▶ _DIRECTIVE 1_
Translate this sentence from the SCADA enrichment ticket into Spanish: "Verified the same two gates are failing on PR #11228 base tip (b457aec) with the identical pattern, so the DeepSource red is inherited from the base branch and not introduced by #11239."
▶ _DIRECTIVE 2_
Proceed with the SCADA enrichment ticket, writing on from its final sentence.

▶ _SOURCE DOCUMENT_
START

ALL-681: SCADA/grid enrichment for monitoring index

completed

Priority: 0

Branch: wintermute/all-681-scada-monitoring-enrichment

PR: #11239

Implement SCADA/grid telemetry monitoring enrichment assuming PR #11228 merges. Create branch wintermute/all-681-scada-monitoring-enrichment stacked on seph/monitor-detected-priority-topics if needed. Add SCADA identity to telemetry.ingest, preserve device-backed telemetry, index SCADA telemetry without texture-devices match, enrich from grid-elements/ScadaGridNode where available, add mapping/tests, open PR assigned to sephcoster. Slack thread 1779915195.603589.

Event Timeline

created

progress

PR #11239 initial push (7c8e8b3) went red ~01:07Z: test-oem-adapter failed with TS2322 on vecScadaHandler.ts:451 because the published @texturehq/event-bus 10.22.0 (what adapters/oem resolves to) does not yet include the new scadaNode.gsGuid field; only the in-repo source schema does. DeepSource JS + coverage also red as downstream. Heartbeat (13:15Z) detected the red state, dropped scadaNode.gsGuid from the producer (device-consumer already falls back to event.externalId, so enrichment unchanged), confirmed local yarn lint clean + yarn tsc -p tsconfig.prod.json --noEmit clean, pushed 8c094f8. New CI run kicked off; resuming watch.

progress

Heartbeat 13:53Z verified PR #11239 CI state after the 13:13Z push (8c094f8). Outcome: all GitHub Actions gates green (test, test-device-domain, apollo), Cursor Bugbot ✅, CodeRabbit ✅. The only remaining red is DeepSource (JavaScript + Test coverage on domains/device) — both report 'Blocking issues or failing metrics found' but the PR inline report card is grade A across all axes with 0 inline issues and 90.7% new-code coverage. Verified the same two gates are failing on PR #11228 base tip (b457aec) with the identical pattern, so the DeepSource red is inherited from the base branch and not introduced by #11239. Posted honest 12h-of-red retrospective into Slack thread 1779915195.603589 (msg ts 1779976638.526339). PR state OPEN, mergeStateStatus UNSTABLE, awaiting #11228 merge. Stopping CI watch.

END

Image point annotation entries
START

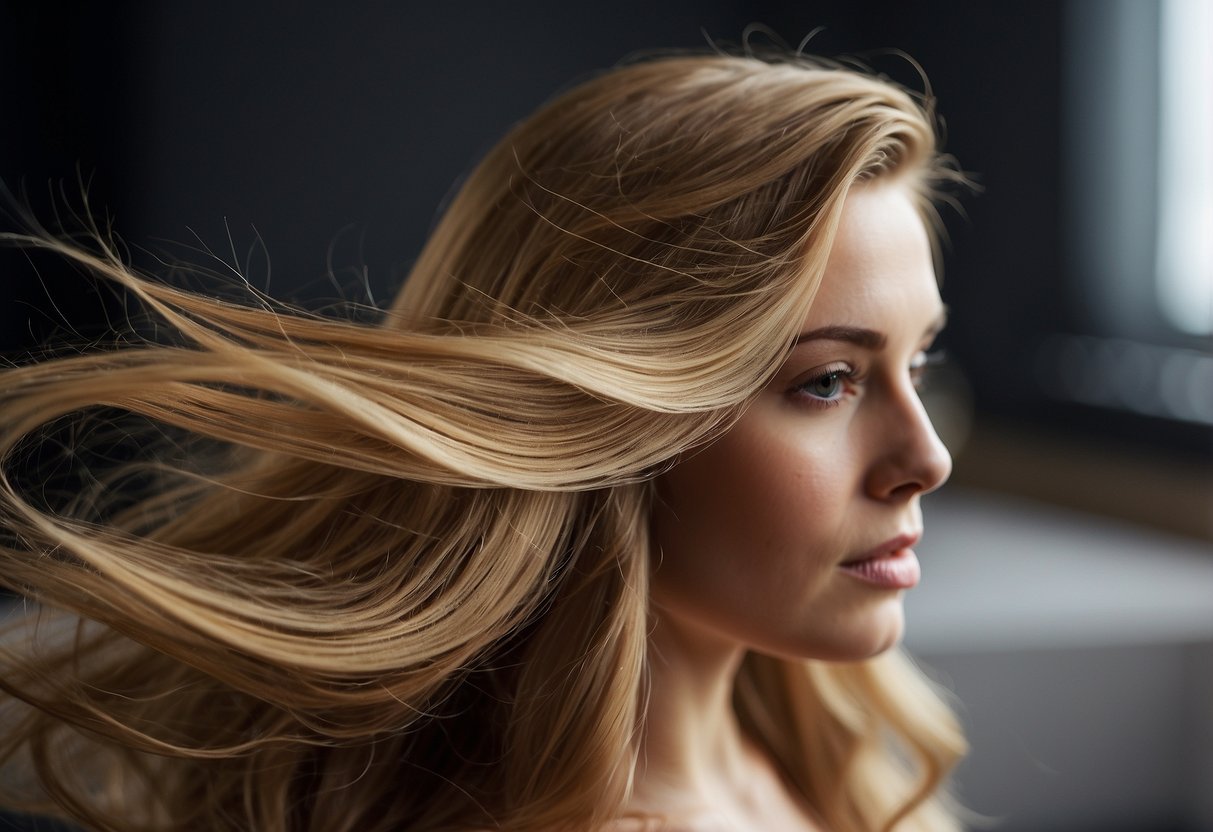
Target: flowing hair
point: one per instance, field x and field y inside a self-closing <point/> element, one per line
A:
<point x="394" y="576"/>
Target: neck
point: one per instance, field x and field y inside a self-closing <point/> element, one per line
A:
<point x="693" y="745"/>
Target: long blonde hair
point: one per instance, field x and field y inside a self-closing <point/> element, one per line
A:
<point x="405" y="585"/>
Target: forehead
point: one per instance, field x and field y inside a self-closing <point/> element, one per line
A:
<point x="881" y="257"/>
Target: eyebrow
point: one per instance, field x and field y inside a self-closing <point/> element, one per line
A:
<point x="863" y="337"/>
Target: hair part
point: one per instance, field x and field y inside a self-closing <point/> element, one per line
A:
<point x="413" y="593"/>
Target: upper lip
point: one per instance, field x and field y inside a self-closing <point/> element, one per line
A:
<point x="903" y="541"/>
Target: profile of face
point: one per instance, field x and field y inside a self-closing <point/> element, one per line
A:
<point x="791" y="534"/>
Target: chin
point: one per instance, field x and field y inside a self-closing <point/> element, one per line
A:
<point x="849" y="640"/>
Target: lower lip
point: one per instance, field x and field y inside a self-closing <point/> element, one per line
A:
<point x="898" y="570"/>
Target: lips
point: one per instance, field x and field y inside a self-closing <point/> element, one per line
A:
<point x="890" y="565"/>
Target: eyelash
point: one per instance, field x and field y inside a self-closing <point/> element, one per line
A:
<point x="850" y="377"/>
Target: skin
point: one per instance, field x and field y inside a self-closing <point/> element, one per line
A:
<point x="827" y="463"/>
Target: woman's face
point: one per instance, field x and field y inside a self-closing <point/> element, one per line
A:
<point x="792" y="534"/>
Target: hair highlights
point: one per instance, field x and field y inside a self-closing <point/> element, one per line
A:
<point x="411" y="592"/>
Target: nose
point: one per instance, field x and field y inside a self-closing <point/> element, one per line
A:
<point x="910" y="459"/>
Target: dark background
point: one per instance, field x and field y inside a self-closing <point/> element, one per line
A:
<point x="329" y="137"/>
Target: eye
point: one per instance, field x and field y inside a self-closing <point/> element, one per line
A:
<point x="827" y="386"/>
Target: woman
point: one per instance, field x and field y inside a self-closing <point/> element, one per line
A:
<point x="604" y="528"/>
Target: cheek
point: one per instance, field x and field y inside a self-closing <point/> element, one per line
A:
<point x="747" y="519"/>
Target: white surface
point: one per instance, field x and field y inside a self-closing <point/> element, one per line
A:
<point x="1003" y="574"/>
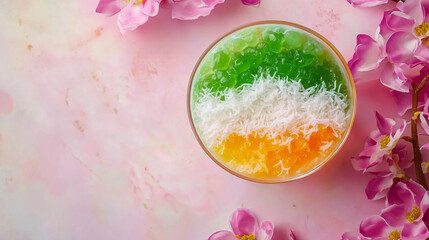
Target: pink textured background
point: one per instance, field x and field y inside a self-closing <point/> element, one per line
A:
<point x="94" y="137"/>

END

▶ _RESULT 1_
Se verificó que los mismos dos controles fallan en la punta de la rama base del PR #11228 (b457aec) con el mismo patrón, por lo que el rojo de DeepSource se hereda de la rama base y no lo introduce #11239.

▶ _RESULT 2_
progress

Pushed c4554a4 addressing Seph review M2/M3/M6: gsGuid fallback warn+metric, toElementGuid normalize+tests, event-bus patch bump. CI green on the GH Actions side (test-device-domain, test/test, build, apollo). DeepSource red is inherited pattern from #11228 base, already tolerated on main. Posted Slack reply in #wintermute-seph thread 1779915195.603589 with recommendations: critical=(a) fail-closed/backfill workspaceId, M1=sketched mixed-batch isolation (await go-ahead), M4=triage done one real coupling in resolveSeriesIds.ts, M5=not in scope will file follow-up. Awaiting decisions.

progress

Heartbeat 16:31Z: Slack thread 1779915195.603589 advanced 16:13–16:21Z with Seph reaching agreement on critical (a) workspace-scoping fix. Plan: (1) optional workspaceId on event-bus ScadaNode + VEC handler config + telemetry.ingest.scadaNode schema, (2) monitor consumer prefer scadaNode.workspaceId then grid-elements fallback then fail-closed drop+metric, (3) tests, (4) ship in PR #11239. Parent committed at 16:21:45Z. Spawned sub-agent all_681_workspace_id_patch (runId 49d76682) to execute on branch wintermute/all-681-scada-monitoring-enrichment from c4554a4. Sub-agent will pre-push lint+tsc, push additive commit, watch CI, post one thread status reply, log fleet-task progress event with final SHA. M1/M4/M5 deferred per parent decision.

progress

Pushed 7d3364b576 to PR #11239: optional SCADA workspaceId propagation. Changes: event-bus ScadaNode.workspaceId optional, VEC S3 target handler/admin UI optional workspaceId, monitoring consumer propagates it, SCADA monitor docs prefer event workspaceId then grid-elements workspaceId and fail closed with metric if unresolved. Local checks from sub-agent: event-bus build; device targeted jest 36 passed + build; adapters/oem vecScadaHandler jest 5 passed + tsc; apps/admin S3PollDialogs vitest 20 passed + tsc. Post-push CI started and is pending.

progress

Heartbeat 17:08Z: Sub-agent all_681_workspace_id_patch returned completed but left a dangling commitment. Sequence on PR #11239: 7d3364b (workspaceId propagation) → 2a29fa1 (harden coverage) → 706c275 (normalize fallback ids) → Seph asked 17:02:04Z about splitting handler changes into a separate PR → sub-agent agreed at 17:02:35Z and pushed 0025d4f7 reverting the workspaceId propagation out of #11239 → sub-agent ended without opening the promised stacked PR. Current #11239 HEAD is the revert; CI re-running. Spawned follow-up sub-agent all_681_open_stacked_workspaceid_pr (runId pending) to create wintermute/all-681-scada-workspaceid-propagation stacked on #11239, apply revert-the-revert, push, open PR assigned to sephcoster, post single Slack reply with PR URL, and log progress event.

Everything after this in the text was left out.